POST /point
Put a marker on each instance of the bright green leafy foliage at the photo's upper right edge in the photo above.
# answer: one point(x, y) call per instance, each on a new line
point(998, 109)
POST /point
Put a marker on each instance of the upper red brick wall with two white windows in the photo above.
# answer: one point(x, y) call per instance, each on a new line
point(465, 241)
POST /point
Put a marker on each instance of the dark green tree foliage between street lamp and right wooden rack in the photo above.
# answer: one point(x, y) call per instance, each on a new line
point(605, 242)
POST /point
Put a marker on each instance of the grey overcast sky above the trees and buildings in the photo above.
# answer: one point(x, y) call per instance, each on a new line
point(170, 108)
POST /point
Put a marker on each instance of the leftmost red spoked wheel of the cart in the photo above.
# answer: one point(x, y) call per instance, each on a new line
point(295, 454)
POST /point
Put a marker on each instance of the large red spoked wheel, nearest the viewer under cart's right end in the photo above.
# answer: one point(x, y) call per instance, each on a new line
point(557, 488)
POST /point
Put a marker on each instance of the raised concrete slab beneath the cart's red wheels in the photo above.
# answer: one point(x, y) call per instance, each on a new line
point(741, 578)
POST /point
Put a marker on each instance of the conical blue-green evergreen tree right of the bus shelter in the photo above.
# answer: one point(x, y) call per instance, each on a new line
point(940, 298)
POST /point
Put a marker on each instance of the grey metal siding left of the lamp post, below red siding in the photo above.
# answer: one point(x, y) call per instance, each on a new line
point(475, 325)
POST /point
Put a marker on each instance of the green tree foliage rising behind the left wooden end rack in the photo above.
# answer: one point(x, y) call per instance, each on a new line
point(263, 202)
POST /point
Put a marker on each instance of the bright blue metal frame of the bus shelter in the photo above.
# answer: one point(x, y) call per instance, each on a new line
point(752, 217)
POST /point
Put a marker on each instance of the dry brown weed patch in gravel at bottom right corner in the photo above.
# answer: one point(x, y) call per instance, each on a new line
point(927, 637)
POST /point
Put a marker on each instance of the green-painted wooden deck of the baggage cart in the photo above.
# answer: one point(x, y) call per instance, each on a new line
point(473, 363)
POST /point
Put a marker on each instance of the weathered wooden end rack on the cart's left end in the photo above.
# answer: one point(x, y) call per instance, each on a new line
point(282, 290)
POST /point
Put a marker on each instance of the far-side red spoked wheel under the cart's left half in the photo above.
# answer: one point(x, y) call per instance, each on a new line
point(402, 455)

------------------------

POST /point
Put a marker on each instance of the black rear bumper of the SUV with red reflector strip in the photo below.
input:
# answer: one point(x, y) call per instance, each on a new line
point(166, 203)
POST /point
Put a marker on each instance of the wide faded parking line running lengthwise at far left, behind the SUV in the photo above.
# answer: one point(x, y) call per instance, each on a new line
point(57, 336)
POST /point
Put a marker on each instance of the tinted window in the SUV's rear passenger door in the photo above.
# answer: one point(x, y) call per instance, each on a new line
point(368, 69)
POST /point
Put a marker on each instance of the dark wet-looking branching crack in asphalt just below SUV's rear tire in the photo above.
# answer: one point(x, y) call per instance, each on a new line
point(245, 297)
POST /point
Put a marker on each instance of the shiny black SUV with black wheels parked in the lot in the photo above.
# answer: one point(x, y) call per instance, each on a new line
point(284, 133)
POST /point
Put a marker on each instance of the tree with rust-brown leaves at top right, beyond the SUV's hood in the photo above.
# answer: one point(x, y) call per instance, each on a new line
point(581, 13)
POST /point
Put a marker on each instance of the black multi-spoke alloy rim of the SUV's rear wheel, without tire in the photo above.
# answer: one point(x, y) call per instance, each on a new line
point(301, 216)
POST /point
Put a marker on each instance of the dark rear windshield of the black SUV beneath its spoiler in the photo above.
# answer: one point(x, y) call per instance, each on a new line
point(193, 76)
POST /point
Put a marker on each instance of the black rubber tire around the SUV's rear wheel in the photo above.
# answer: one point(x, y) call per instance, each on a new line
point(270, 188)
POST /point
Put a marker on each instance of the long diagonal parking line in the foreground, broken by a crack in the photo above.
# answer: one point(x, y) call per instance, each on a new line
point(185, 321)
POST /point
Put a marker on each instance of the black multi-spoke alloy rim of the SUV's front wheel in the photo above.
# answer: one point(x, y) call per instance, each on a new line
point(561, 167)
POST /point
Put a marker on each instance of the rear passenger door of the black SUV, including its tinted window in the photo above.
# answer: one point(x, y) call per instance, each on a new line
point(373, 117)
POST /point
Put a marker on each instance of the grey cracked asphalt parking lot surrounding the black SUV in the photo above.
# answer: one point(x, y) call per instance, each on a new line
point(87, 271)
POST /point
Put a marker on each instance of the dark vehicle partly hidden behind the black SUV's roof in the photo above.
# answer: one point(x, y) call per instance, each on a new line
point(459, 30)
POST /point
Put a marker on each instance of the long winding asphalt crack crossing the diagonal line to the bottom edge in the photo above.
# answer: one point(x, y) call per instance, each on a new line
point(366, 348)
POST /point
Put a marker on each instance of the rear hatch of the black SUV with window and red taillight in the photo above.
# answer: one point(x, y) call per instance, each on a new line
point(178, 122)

------------------------

_WORK ORDER_:
Tally the lines above with "under", please; number only.

_TASK SOLUTION_:
2